» Source data
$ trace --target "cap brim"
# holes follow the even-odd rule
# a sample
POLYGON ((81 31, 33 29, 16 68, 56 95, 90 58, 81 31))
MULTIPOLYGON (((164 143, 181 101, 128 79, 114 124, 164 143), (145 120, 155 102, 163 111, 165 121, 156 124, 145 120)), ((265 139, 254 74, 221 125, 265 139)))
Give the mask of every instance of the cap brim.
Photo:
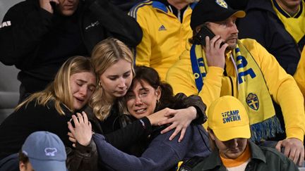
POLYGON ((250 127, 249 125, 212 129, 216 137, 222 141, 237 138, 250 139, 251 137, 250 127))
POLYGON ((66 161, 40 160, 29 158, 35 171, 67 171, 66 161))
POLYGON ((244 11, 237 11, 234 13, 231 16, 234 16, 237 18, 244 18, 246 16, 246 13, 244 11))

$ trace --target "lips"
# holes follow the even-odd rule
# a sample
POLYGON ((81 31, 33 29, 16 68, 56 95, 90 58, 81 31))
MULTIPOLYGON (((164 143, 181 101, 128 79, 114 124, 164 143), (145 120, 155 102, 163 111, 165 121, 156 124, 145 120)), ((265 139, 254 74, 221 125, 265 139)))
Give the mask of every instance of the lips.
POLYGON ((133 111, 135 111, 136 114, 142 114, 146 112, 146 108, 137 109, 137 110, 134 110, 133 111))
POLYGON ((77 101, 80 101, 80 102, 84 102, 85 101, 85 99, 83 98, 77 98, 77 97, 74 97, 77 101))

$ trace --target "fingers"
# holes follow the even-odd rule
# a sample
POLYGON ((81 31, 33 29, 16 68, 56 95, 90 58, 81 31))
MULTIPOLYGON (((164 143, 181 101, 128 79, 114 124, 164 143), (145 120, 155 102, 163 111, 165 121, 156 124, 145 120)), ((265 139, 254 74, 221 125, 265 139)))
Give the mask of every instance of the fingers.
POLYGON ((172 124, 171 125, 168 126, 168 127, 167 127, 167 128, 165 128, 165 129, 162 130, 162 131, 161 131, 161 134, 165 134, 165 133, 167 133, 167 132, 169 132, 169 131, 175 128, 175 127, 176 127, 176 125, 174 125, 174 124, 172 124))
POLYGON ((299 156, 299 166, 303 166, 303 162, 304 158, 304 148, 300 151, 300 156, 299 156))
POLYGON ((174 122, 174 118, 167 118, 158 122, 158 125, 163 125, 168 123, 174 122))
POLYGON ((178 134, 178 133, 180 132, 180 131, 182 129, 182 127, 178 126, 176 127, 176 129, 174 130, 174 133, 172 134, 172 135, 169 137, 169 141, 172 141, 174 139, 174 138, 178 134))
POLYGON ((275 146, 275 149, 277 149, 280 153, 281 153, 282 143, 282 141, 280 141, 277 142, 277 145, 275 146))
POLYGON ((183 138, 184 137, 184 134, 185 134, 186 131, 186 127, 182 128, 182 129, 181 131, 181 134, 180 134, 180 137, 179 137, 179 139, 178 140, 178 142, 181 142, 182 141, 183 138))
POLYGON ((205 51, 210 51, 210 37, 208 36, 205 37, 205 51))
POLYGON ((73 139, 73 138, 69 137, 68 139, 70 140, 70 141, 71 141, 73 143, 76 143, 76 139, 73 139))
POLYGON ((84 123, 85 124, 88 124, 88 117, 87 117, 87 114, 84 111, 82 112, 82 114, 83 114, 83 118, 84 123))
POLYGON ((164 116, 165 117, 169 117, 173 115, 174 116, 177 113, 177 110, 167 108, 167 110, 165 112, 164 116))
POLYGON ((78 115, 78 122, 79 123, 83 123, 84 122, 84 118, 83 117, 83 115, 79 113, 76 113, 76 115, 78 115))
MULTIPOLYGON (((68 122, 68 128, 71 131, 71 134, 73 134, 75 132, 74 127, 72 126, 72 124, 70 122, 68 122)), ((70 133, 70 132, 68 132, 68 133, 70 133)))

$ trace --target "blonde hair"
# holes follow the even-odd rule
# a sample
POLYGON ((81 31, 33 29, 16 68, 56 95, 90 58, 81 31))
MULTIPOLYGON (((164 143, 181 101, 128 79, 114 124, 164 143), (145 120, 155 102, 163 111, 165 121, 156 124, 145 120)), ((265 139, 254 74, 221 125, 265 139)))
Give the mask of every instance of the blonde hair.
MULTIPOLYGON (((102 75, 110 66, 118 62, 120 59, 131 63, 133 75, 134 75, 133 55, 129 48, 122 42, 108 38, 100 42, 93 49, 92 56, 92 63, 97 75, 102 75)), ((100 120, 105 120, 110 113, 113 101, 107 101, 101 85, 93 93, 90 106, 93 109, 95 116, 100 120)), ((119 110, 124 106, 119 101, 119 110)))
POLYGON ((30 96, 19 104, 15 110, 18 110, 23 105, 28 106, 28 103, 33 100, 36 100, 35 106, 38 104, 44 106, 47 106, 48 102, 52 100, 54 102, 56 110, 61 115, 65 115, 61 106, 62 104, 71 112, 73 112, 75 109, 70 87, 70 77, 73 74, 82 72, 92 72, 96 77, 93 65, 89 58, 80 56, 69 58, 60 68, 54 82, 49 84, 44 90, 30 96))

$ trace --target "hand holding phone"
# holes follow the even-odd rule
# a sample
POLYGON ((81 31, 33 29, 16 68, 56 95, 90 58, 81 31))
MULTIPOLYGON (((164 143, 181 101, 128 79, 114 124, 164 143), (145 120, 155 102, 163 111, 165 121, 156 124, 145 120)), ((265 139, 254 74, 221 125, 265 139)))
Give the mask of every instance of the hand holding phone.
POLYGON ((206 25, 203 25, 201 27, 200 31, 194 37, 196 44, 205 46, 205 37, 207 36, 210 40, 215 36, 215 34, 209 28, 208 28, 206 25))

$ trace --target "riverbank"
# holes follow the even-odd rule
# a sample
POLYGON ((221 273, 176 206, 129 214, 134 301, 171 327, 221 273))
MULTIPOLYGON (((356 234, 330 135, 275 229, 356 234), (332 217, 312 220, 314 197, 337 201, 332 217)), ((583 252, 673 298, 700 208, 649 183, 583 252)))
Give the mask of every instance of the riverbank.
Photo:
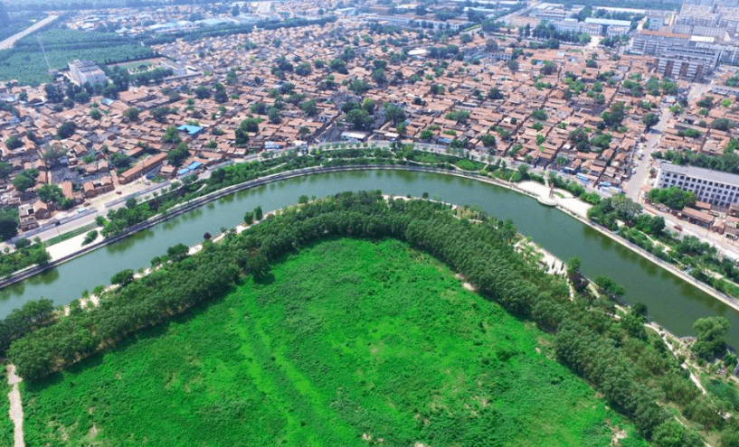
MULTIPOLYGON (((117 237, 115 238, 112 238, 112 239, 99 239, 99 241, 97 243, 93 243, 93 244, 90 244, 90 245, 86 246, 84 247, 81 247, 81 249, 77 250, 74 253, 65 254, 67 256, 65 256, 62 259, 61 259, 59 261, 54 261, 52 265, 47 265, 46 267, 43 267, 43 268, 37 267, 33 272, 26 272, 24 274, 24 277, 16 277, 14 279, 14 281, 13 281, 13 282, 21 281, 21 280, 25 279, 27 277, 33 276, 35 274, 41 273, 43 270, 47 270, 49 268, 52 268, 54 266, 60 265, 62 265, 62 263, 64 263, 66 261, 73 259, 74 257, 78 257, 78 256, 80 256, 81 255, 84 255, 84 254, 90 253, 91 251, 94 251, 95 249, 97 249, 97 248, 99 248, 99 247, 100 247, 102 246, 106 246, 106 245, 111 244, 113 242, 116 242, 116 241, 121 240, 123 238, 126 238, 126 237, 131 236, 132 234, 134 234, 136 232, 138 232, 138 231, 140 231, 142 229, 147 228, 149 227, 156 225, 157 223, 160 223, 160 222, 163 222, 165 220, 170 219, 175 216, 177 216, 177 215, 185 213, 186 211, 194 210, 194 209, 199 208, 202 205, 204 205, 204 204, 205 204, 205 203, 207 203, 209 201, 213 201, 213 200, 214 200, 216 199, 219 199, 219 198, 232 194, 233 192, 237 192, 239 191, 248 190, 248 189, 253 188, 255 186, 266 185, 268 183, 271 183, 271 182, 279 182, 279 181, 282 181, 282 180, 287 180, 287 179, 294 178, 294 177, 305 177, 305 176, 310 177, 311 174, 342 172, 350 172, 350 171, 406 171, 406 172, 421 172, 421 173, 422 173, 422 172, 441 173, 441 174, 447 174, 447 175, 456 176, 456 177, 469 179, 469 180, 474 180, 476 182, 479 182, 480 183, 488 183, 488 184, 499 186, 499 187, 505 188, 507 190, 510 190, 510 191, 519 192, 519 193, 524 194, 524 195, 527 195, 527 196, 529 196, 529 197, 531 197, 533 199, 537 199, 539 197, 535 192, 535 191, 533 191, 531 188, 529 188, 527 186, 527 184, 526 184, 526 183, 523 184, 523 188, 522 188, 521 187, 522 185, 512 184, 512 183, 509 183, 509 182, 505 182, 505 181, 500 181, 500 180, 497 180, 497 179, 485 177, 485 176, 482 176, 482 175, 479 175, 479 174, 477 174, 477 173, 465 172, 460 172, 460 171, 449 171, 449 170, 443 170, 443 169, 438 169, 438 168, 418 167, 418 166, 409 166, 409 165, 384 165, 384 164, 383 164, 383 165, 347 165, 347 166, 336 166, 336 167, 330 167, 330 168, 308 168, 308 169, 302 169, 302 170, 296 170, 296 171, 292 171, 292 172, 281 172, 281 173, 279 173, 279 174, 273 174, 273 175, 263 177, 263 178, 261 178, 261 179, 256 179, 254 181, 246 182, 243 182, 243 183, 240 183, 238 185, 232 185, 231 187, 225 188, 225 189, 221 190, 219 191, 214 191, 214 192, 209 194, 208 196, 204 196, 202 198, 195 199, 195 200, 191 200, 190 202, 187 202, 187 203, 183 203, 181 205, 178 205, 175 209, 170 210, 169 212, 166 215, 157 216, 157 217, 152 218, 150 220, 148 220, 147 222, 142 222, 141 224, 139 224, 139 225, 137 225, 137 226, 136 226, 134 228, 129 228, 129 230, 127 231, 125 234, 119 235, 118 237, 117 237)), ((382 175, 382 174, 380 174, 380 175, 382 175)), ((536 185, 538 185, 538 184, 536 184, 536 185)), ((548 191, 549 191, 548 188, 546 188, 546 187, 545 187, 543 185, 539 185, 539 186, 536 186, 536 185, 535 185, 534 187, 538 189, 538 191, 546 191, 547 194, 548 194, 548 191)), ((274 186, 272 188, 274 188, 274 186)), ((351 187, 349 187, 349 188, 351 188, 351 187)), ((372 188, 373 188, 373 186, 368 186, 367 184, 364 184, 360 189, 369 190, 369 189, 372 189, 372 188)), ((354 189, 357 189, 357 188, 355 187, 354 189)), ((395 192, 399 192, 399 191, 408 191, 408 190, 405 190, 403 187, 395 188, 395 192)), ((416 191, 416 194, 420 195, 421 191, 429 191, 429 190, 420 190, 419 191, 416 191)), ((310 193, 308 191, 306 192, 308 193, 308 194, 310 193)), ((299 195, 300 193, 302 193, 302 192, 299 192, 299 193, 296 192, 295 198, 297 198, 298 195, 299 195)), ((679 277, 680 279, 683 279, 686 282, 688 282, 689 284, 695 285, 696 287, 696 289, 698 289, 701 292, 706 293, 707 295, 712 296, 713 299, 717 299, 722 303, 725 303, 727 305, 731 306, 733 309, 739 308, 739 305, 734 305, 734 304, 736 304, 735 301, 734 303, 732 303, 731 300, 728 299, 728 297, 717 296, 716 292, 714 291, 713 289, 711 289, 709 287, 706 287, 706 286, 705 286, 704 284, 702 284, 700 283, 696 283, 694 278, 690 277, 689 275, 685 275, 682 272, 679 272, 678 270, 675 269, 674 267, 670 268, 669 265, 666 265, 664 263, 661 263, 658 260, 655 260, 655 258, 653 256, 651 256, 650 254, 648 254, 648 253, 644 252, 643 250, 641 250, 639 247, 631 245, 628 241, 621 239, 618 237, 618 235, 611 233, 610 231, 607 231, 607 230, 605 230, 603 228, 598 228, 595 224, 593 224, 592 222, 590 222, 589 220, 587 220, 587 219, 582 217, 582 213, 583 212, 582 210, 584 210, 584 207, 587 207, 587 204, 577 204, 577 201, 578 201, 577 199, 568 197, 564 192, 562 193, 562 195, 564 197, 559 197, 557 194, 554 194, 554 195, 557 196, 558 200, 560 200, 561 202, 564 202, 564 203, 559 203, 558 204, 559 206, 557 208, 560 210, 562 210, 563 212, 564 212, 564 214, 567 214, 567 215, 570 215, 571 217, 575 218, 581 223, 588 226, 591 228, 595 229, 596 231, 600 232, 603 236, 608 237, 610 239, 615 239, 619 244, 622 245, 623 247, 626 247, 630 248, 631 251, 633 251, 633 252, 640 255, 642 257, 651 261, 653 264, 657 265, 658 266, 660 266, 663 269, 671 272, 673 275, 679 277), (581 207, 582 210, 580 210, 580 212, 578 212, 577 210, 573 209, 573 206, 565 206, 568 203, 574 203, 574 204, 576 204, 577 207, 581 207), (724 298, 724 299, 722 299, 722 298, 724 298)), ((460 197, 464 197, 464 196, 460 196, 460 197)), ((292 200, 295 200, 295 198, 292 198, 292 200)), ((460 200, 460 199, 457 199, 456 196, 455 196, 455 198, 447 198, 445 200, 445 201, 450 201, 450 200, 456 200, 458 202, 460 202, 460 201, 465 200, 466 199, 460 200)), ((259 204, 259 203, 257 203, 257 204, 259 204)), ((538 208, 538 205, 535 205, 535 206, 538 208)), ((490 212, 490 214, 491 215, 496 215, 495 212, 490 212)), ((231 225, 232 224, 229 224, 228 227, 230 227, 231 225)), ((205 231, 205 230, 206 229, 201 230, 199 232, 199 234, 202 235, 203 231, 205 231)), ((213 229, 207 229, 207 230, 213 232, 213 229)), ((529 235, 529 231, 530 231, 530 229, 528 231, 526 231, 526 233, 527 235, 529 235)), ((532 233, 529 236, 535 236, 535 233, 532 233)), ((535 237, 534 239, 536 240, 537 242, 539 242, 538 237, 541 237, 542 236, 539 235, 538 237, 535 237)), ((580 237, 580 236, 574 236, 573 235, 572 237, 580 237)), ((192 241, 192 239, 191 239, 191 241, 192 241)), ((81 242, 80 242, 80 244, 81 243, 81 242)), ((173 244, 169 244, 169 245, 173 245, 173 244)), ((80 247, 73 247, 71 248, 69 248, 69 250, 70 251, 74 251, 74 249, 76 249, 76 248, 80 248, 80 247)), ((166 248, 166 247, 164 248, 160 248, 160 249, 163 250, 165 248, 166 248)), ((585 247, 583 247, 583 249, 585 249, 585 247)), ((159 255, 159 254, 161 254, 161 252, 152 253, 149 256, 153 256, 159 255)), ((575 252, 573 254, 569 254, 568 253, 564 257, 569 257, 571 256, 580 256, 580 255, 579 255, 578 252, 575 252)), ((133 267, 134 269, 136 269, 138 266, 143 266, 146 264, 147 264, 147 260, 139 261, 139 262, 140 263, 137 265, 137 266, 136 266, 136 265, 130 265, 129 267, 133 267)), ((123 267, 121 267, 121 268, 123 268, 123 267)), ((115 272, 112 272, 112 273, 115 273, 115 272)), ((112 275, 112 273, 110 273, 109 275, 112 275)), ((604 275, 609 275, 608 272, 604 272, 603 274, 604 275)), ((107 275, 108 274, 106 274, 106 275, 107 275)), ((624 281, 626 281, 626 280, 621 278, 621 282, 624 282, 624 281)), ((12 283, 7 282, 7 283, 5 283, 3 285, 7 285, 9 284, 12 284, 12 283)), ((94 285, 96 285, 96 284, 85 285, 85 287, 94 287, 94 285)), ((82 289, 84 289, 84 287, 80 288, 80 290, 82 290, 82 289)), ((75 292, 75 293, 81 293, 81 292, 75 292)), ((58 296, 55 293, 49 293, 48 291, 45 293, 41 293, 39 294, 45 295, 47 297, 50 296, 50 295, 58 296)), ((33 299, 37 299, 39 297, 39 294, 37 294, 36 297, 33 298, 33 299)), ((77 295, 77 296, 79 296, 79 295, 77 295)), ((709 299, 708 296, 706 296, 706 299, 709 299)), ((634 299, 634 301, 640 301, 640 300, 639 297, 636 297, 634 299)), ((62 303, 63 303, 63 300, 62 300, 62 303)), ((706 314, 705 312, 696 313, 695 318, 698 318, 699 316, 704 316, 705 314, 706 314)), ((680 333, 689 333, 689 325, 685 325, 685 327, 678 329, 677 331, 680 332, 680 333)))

» Task to complete
Rewrite the listing from its start up to and including the line with "POLYGON ((244 11, 237", replacing "cap brim" with "hat brim" and keeping everything else the same. Leave the pictures out.

» Completed task
$ trace --target "hat brim"
# holes follow the even-odd rule
# a sample
POLYGON ((81 31, 33 29, 16 68, 56 95, 90 58, 81 31))
MULTIPOLYGON (((164 143, 181 101, 128 79, 114 124, 164 143), (145 120, 155 102, 163 111, 165 121, 156 124, 145 120)), ((265 139, 254 74, 221 125, 265 139)))
Give the mask of every instance of the hat brim.
Photo:
POLYGON ((250 127, 249 125, 212 129, 216 137, 222 141, 237 138, 250 139, 251 137, 250 127))
POLYGON ((66 161, 40 160, 29 158, 35 171, 67 171, 66 161))
POLYGON ((244 11, 237 11, 234 13, 231 16, 234 16, 237 18, 244 18, 246 16, 246 13, 244 11))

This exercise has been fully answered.